Against Germany, Hermoso was once again a non-factor. It’s baffling how a player with such talent can seem so constantly out of sync with her team-mates. At times it’s like she’s playing a different game at a different tempo to all her team-mates. She offered nowhere near enough goal threat for Spain and she is going to need to do a whole lot more against China in the final group game.
Winner: China and South Africa
Before they’ve even played a game, South Africa and (especially) China have won big time. Had this game ended in a draw as the balance of play really indicated it should have done, then only a win for one of them would give them a chance to qualify automatically on matchday three. As it turns out, Spain getting beaten means that one of these sides could move up to second place even before matchday three.
Spain sit on three points, and with China and South Africa on zero, a win puts them level with the Spanish. And on the last matchday China will play Spain, so in essence the Chinese know that two wins from their next two games will put them into the knockout rounds automatically. Even South Africa know that if they beat China they put themselves into position to maybe grab a best third place spot (assuming they, too, will lose to Germany).
With Barcelona making the Champions League final, there was plenty of hype around this Spanish side ahead of the World Cup. Many had hoped that this would be the tournament where they really impress and establish themselves as a global superpower.
Germany's record against Spain:
— Squawka Football (@Squawka) June 12, 2019
And sure, they’ve dominated both games they’ve played. They’ve controlled possession and the tempo, moving the ball around well. But they’ve had such an astounding lack of cutting edge in both games.
Two penalties warped perceptions of how potent they were against South Africa, and Germany handled them with such an absurd level of ease that you have to genuinely worry about their future vs. China.

* Problems
[a] Answer these questions about the World Cup match analysis, one answer per line, marked the same way.
(i) How many points does Spain have?
(ii) Which team does China face on the last matchday?
(iii) Which club reached the Champions League final?
[b] List every national team named in the World Cup match analysis.

A run of records:
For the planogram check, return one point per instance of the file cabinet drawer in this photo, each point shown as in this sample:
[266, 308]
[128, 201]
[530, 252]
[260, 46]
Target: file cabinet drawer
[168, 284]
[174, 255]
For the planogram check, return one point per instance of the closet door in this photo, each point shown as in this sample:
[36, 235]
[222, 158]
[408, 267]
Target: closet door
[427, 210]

--

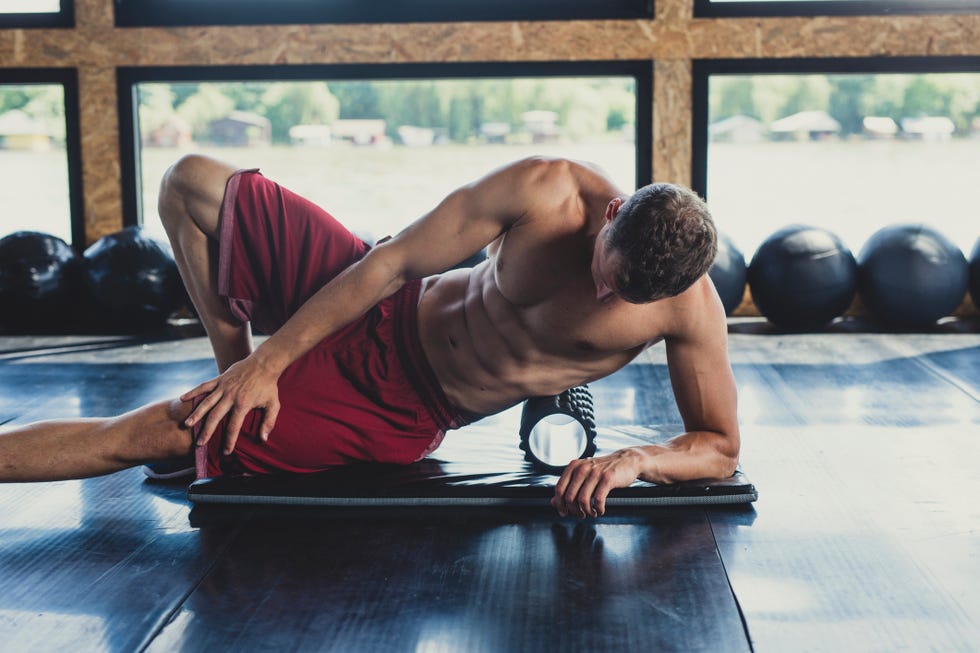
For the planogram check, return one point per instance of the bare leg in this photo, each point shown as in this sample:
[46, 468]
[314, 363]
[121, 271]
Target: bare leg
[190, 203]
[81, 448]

* Replies
[a]
(i) Three
(ii) Spain
(iii) Barcelona

[b] Germany, Spain, China, South Africa